### EXERCISE BRIEF
Where does the string "leaf" occur in the records below? Copy every line that holds it.

··· EXERCISE DATA

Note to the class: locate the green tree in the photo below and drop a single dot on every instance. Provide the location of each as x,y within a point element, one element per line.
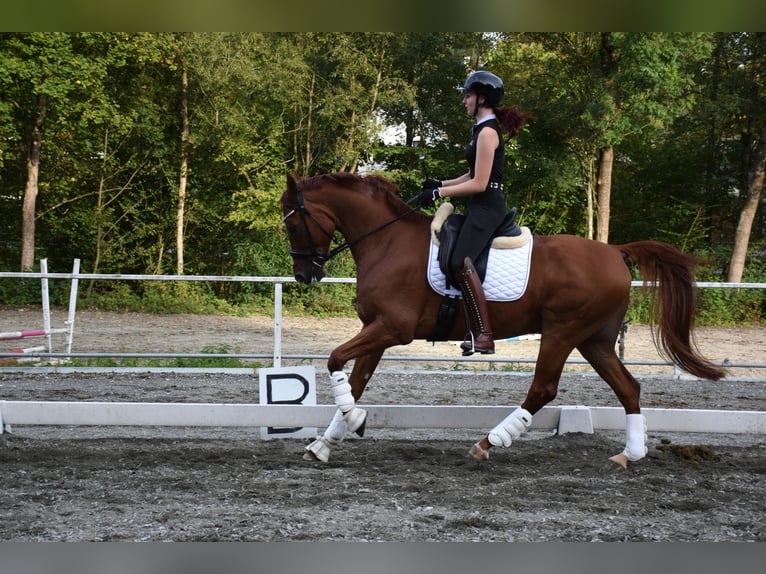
<point>609,87</point>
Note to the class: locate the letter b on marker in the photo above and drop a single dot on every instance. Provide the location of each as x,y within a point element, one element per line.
<point>287,386</point>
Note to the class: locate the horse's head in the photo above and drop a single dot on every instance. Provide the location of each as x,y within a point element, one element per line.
<point>310,234</point>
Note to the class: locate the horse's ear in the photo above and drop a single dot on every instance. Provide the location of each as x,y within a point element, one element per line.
<point>292,183</point>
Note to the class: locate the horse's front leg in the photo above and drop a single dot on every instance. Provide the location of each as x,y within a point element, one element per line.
<point>346,392</point>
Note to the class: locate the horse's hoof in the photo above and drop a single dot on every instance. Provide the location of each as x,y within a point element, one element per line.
<point>318,451</point>
<point>478,453</point>
<point>621,460</point>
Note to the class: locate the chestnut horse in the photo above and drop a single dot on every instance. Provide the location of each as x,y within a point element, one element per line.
<point>576,298</point>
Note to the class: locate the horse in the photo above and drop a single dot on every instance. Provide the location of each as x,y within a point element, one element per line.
<point>576,297</point>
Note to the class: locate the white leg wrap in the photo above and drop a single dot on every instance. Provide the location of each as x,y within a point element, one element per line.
<point>341,390</point>
<point>337,428</point>
<point>635,438</point>
<point>510,428</point>
<point>333,436</point>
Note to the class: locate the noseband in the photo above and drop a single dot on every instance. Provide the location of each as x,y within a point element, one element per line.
<point>320,258</point>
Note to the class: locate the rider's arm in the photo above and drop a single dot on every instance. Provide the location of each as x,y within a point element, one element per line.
<point>485,152</point>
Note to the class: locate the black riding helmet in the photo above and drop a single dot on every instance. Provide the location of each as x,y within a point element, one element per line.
<point>486,84</point>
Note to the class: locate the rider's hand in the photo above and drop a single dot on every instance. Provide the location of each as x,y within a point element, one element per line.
<point>428,197</point>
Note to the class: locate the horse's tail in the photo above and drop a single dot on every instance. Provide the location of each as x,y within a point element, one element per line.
<point>673,304</point>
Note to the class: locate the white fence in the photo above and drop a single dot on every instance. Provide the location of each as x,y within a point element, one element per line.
<point>276,356</point>
<point>379,416</point>
<point>384,416</point>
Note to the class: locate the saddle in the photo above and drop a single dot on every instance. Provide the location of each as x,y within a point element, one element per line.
<point>445,230</point>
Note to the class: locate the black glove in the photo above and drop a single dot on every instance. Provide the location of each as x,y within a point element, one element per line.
<point>428,197</point>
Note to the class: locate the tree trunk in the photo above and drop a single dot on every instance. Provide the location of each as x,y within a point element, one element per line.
<point>604,193</point>
<point>590,195</point>
<point>747,215</point>
<point>30,192</point>
<point>183,170</point>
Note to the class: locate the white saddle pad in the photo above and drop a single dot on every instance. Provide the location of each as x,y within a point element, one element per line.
<point>507,273</point>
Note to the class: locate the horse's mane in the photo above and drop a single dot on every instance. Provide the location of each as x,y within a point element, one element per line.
<point>376,184</point>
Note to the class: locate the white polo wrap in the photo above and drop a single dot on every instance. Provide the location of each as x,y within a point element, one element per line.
<point>510,428</point>
<point>635,437</point>
<point>337,428</point>
<point>341,390</point>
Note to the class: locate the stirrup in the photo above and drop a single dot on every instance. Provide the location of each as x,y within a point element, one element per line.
<point>468,346</point>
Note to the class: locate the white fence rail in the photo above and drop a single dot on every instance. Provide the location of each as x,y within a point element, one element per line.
<point>379,416</point>
<point>383,416</point>
<point>276,356</point>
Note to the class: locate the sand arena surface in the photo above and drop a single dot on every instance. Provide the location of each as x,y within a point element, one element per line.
<point>191,484</point>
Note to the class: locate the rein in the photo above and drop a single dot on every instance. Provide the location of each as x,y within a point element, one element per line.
<point>324,257</point>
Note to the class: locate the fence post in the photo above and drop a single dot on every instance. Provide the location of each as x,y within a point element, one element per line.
<point>72,304</point>
<point>277,325</point>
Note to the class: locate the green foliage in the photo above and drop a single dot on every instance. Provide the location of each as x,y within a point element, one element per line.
<point>683,109</point>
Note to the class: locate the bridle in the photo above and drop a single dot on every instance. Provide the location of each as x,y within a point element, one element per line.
<point>318,257</point>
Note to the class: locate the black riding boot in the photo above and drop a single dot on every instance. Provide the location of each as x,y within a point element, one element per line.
<point>476,303</point>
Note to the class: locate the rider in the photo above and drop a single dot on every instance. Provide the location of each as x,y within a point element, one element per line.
<point>483,184</point>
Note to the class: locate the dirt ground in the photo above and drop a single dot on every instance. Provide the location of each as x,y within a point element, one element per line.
<point>226,484</point>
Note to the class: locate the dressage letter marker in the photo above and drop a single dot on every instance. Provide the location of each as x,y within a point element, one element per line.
<point>287,386</point>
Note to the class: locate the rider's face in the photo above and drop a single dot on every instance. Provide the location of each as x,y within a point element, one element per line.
<point>469,101</point>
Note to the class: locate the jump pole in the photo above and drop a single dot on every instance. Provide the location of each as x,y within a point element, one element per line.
<point>46,303</point>
<point>72,304</point>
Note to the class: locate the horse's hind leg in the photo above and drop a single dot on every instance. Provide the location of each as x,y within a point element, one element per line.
<point>600,353</point>
<point>550,363</point>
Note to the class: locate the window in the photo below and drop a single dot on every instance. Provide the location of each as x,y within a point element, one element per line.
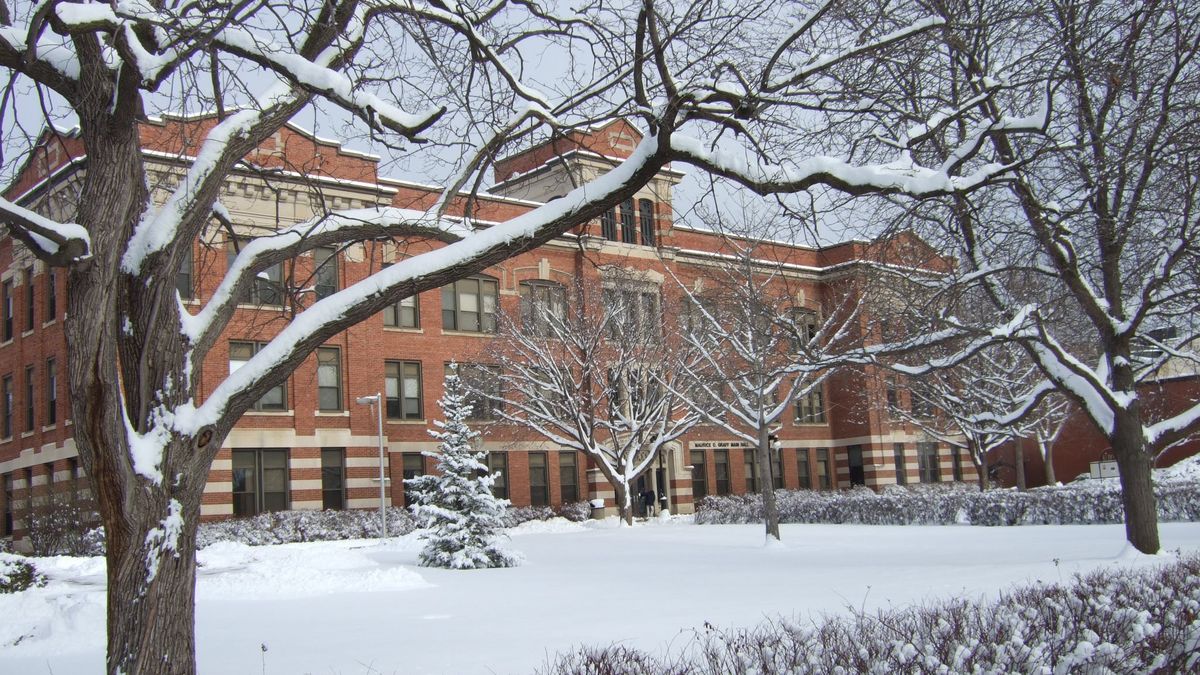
<point>7,505</point>
<point>52,392</point>
<point>541,304</point>
<point>927,463</point>
<point>498,465</point>
<point>721,465</point>
<point>333,478</point>
<point>267,287</point>
<point>628,226</point>
<point>825,470</point>
<point>402,381</point>
<point>646,219</point>
<point>324,262</point>
<point>276,399</point>
<point>259,481</point>
<point>802,469</point>
<point>413,466</point>
<point>568,476</point>
<point>405,314</point>
<point>6,420</point>
<point>539,483</point>
<point>469,305</point>
<point>6,291</point>
<point>699,476</point>
<point>30,308</point>
<point>609,225</point>
<point>184,282</point>
<point>329,378</point>
<point>635,312</point>
<point>751,466</point>
<point>810,407</point>
<point>29,399</point>
<point>52,296</point>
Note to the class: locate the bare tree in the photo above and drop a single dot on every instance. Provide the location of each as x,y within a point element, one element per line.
<point>595,370</point>
<point>757,350</point>
<point>1087,252</point>
<point>723,85</point>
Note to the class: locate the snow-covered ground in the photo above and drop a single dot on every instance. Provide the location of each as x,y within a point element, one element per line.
<point>363,607</point>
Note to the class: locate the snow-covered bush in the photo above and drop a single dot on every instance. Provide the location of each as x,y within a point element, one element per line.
<point>1113,620</point>
<point>18,574</point>
<point>462,517</point>
<point>291,526</point>
<point>923,505</point>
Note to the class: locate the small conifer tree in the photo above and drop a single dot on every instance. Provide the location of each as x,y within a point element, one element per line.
<point>456,506</point>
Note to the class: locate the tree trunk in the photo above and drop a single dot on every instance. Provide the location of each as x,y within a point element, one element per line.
<point>1019,463</point>
<point>766,485</point>
<point>1048,458</point>
<point>1137,488</point>
<point>151,593</point>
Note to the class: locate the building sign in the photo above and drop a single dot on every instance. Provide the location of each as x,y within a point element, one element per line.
<point>718,444</point>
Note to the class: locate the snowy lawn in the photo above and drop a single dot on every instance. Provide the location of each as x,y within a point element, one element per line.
<point>360,607</point>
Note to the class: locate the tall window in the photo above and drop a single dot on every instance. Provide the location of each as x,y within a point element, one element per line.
<point>276,399</point>
<point>539,479</point>
<point>628,225</point>
<point>699,476</point>
<point>541,303</point>
<point>52,392</point>
<point>498,464</point>
<point>646,213</point>
<point>259,481</point>
<point>29,399</point>
<point>810,407</point>
<point>751,467</point>
<point>412,465</point>
<point>30,305</point>
<point>568,476</point>
<point>927,463</point>
<point>6,292</point>
<point>324,261</point>
<point>333,478</point>
<point>609,225</point>
<point>267,287</point>
<point>329,378</point>
<point>484,390</point>
<point>721,467</point>
<point>901,471</point>
<point>469,305</point>
<point>825,470</point>
<point>802,469</point>
<point>7,505</point>
<point>405,314</point>
<point>184,280</point>
<point>402,381</point>
<point>6,420</point>
<point>635,312</point>
<point>52,294</point>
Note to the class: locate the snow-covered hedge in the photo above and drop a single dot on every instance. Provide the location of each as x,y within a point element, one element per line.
<point>1109,621</point>
<point>18,574</point>
<point>291,526</point>
<point>924,505</point>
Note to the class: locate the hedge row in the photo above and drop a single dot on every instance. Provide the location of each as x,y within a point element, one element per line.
<point>947,506</point>
<point>1109,621</point>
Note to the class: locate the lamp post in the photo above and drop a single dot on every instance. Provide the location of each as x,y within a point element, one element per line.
<point>376,401</point>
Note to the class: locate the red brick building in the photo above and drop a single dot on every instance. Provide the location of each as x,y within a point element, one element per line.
<point>307,444</point>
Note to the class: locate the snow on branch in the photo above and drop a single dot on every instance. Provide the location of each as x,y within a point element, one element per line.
<point>897,178</point>
<point>57,243</point>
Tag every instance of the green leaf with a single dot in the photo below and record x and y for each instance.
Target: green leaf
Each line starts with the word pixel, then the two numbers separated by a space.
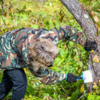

······

### ANSWER AREA
Tag every instance of the green leaf with a single dot in the photo below and record x and y for each instance.
Target: green leaf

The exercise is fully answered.